抜粋文
━━━━━━━━━━

第47話 おにゃこぽん来る
昨年の11月末に親族を亡くして落ち込んでいた僕を見て妻は「これはいかん」と思ったらしい。
あまり生き物を飼うことに賛成してこなかった妻がママ友の家に生まれたスコティシュフォールド(猫)を見に行き、あまつさえ子供の世話と自身の読書に追われ家事が滞りがちなのにこれを貰う約束をしてきた。
小生が犬より猫派かな〜と言っていたのを覚えていたらしい。後日談だが猫が来ると少しは僕の気が紛れるのでは、と思ったらしいのだ。
てっきり家内自身のためや子供のために家に来たのかと思っていたが、まさかまさか僕のためだったのだ。
それが後に我が家に居座るスコティッシュフォールドの三毛猫のマオである。スコティッシュフォールドは耳が折れているのと折れていないのがいるらしいのだがマオの耳は折れていない。
長毛。
僕は今まで猫を飼ったことがなく猫というものが身近ではなかったのだが、飼ってみると大変興味深い生き物だと考えるに至った。

━━━━━━━━━━

保存データ
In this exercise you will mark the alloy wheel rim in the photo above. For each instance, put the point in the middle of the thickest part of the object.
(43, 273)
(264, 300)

━━━━━━━━━━

依頼文
猫を迎えた話の抜粋文のうち、「あまり生き物を飼うことに賛成」で始まり「かまさか僕のためだったのだ。」で終わる部分を一字一句たがえずに書き写してください。

出力
あまり生き物を飼うことに賛成してこなかった妻がママ友の家に生まれたスコティシュフォールド(猫)を見に行き、あまつさえ子供の世話と自身の読書に追われ家事が滞りがちなのにこれを貰う約束をしてきた。
小生が犬より猫派かな〜と言っていたのを覚えていたらしい。後日談だが猫が来ると少しは僕の気が紛れるのでは、と思ったらしいのだ。
てっきり家内自身のためや子供のために家に来たのかと思っていたが、まさかまさか僕のためだったのだ。